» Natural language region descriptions
____

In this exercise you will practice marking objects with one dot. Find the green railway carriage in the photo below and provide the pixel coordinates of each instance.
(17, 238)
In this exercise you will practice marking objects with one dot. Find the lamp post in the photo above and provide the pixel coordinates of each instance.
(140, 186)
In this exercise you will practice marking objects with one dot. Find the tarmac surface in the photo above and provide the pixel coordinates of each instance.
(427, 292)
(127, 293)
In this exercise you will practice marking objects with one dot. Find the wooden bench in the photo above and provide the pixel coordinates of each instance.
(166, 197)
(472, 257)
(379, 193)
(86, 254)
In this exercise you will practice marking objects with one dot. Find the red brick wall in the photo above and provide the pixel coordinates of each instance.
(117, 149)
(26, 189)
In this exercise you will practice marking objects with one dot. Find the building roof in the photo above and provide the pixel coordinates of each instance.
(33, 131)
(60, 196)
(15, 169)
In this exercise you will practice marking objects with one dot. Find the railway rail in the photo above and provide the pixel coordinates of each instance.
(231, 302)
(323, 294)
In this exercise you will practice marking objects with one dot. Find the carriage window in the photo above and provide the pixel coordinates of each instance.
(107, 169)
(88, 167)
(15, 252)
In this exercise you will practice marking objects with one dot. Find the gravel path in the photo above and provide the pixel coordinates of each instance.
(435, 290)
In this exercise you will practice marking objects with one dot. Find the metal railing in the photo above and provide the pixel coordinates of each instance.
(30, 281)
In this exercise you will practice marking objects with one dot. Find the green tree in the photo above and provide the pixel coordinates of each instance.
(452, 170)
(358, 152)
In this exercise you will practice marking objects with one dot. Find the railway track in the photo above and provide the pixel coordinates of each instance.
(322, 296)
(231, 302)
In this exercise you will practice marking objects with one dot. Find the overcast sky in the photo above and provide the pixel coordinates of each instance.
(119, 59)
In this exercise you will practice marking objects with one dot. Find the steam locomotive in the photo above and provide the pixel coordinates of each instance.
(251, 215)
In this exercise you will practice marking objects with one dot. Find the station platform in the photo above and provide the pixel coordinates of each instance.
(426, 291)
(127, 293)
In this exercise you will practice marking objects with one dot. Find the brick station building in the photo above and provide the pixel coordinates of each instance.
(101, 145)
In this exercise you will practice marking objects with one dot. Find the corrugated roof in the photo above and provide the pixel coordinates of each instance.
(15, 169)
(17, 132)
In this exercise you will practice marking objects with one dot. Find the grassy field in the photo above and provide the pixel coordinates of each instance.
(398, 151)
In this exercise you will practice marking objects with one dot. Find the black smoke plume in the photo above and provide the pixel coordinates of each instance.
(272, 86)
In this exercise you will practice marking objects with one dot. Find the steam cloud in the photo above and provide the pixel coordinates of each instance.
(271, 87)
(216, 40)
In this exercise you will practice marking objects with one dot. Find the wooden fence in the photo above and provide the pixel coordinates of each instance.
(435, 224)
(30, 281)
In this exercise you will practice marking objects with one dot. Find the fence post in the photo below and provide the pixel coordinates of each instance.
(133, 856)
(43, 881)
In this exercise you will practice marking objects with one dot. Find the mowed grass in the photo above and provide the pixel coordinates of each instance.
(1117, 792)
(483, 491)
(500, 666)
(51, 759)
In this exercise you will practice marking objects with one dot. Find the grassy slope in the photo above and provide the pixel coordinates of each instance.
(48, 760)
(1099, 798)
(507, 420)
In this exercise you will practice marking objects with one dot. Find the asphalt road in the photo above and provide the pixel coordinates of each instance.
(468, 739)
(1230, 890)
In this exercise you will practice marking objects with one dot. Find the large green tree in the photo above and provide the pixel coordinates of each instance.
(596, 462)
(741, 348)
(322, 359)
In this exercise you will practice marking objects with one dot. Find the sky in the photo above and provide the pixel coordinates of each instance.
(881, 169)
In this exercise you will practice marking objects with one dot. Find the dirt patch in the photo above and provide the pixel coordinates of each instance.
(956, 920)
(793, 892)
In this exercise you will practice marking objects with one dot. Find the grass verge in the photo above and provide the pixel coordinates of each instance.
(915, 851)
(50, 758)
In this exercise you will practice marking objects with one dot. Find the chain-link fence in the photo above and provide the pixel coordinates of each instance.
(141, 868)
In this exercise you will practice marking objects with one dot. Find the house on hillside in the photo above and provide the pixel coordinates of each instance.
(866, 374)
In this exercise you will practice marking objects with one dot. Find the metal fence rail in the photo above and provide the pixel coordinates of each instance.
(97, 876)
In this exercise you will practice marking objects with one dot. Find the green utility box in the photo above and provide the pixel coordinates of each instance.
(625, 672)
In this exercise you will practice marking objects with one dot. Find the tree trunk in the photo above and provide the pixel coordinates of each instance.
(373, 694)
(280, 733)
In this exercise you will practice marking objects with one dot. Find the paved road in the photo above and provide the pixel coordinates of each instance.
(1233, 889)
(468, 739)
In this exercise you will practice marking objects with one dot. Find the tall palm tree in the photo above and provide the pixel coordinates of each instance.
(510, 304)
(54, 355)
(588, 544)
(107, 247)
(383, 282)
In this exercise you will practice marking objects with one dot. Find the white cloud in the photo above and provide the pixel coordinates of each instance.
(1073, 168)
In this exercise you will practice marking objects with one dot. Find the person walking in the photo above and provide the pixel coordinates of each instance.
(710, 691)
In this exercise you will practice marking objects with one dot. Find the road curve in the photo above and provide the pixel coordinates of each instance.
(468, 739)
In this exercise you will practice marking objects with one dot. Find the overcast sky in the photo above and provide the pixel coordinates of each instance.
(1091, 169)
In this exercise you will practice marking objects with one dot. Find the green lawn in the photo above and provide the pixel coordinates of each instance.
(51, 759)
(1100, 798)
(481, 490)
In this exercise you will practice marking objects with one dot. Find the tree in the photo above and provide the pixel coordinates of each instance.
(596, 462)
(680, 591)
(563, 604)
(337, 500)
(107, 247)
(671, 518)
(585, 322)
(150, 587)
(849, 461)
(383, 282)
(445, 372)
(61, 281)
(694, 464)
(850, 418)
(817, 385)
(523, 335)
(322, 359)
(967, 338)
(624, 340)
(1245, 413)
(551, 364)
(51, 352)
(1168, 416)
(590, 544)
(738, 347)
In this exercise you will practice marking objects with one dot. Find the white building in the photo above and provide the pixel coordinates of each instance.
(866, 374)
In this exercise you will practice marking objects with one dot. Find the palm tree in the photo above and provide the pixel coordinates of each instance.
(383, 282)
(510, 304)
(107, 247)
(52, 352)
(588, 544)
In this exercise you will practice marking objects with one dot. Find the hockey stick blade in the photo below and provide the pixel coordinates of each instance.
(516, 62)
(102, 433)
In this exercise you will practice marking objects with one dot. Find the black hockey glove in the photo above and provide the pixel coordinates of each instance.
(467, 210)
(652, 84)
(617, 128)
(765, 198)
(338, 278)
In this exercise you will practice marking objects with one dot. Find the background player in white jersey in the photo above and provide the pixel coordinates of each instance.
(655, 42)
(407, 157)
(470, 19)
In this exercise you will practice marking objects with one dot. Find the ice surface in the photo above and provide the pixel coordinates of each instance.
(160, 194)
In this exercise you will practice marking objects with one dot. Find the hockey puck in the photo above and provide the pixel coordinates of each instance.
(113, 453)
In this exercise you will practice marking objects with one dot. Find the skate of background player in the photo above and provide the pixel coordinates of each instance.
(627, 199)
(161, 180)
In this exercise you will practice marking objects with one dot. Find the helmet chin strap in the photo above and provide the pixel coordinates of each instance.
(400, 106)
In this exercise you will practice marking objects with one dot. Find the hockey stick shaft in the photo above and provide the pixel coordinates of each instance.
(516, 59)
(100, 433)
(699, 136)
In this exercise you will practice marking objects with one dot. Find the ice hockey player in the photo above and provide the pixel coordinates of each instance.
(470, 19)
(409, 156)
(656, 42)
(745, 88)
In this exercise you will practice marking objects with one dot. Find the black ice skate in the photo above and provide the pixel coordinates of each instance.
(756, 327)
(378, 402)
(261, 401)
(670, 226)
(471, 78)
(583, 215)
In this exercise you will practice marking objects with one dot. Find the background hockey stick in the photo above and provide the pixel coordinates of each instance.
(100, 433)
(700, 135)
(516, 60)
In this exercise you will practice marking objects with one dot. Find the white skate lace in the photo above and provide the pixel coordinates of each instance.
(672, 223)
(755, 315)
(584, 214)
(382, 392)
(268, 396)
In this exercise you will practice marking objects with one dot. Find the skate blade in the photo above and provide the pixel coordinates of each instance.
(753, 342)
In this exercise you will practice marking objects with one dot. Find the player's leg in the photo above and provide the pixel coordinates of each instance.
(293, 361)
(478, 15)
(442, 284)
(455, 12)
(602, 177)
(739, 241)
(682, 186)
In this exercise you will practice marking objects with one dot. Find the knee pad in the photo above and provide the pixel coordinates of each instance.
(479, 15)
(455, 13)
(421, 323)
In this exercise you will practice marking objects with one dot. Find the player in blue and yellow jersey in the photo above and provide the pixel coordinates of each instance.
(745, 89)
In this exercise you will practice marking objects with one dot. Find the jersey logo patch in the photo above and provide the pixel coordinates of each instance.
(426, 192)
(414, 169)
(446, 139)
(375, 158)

____

» WHAT TO WORK ON
Write down exactly the line with "the white skate", then each line after it through the end of the data.

» RESULT FOR THIS EXERCISE
In this exercise you will practice marking objects with one dot. Find the white skate lace in the photo above and provide the pixel coordinates of each instance.
(672, 223)
(755, 315)
(584, 214)
(382, 392)
(268, 396)
In this exercise you will practice marking objects with one dot. Find the skate blade in the photo above and provide the pixel coordinates of each instance.
(753, 342)
In this exercise you will practice marking objects with one dot. Find the player's leg in the photo above and provide the pixel coordinates of each instance.
(293, 361)
(478, 15)
(442, 284)
(455, 12)
(602, 177)
(739, 241)
(682, 186)
In this exercise you will practice marking objects with one dot. Find the knee pad in the photo above and provide the pixel coordinates of each instance.
(479, 15)
(455, 13)
(421, 323)
In this exercise you will practice marking objects with one dot. Find the player in blue and yellow jersey in the photo above and provide the pixel coordinates of each instance.
(745, 89)
In this exercise you will practice marking objects with one dot. Find the jersey logo patch in the photo above and provide the pixel coordinates of each instance.
(426, 192)
(414, 169)
(446, 139)
(375, 158)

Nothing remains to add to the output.